Given instruction — How many lines in the records below contain the string "black"? Reply with the number alone.

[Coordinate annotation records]
= = = = =
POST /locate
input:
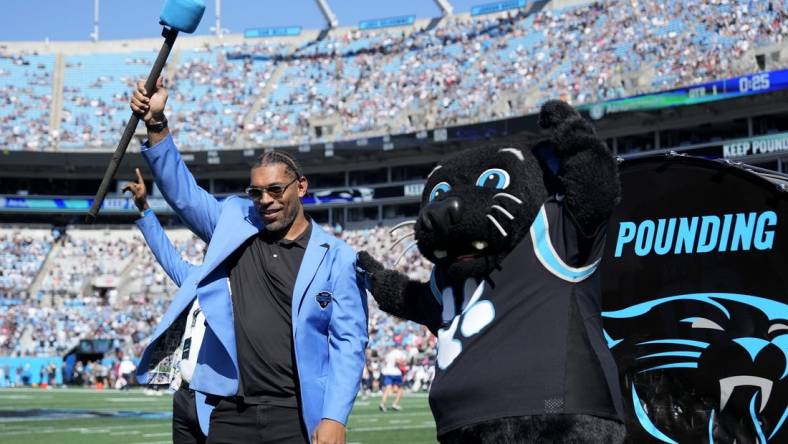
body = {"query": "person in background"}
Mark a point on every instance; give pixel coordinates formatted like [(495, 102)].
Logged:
[(392, 378)]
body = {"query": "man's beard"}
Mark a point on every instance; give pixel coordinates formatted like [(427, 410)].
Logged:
[(283, 224)]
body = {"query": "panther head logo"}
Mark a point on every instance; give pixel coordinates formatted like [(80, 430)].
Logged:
[(707, 366)]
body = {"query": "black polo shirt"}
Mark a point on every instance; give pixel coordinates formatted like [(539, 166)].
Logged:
[(262, 275)]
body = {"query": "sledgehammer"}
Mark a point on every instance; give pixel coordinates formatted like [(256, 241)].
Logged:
[(176, 15)]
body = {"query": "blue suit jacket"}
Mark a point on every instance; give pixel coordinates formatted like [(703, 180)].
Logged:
[(328, 342)]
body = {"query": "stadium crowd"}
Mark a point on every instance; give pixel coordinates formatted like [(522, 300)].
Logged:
[(68, 306), (464, 69)]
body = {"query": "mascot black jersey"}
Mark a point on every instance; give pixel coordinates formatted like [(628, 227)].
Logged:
[(532, 328), (515, 229)]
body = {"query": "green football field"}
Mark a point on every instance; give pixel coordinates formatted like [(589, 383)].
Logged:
[(85, 416)]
= = = = =
Full response — 2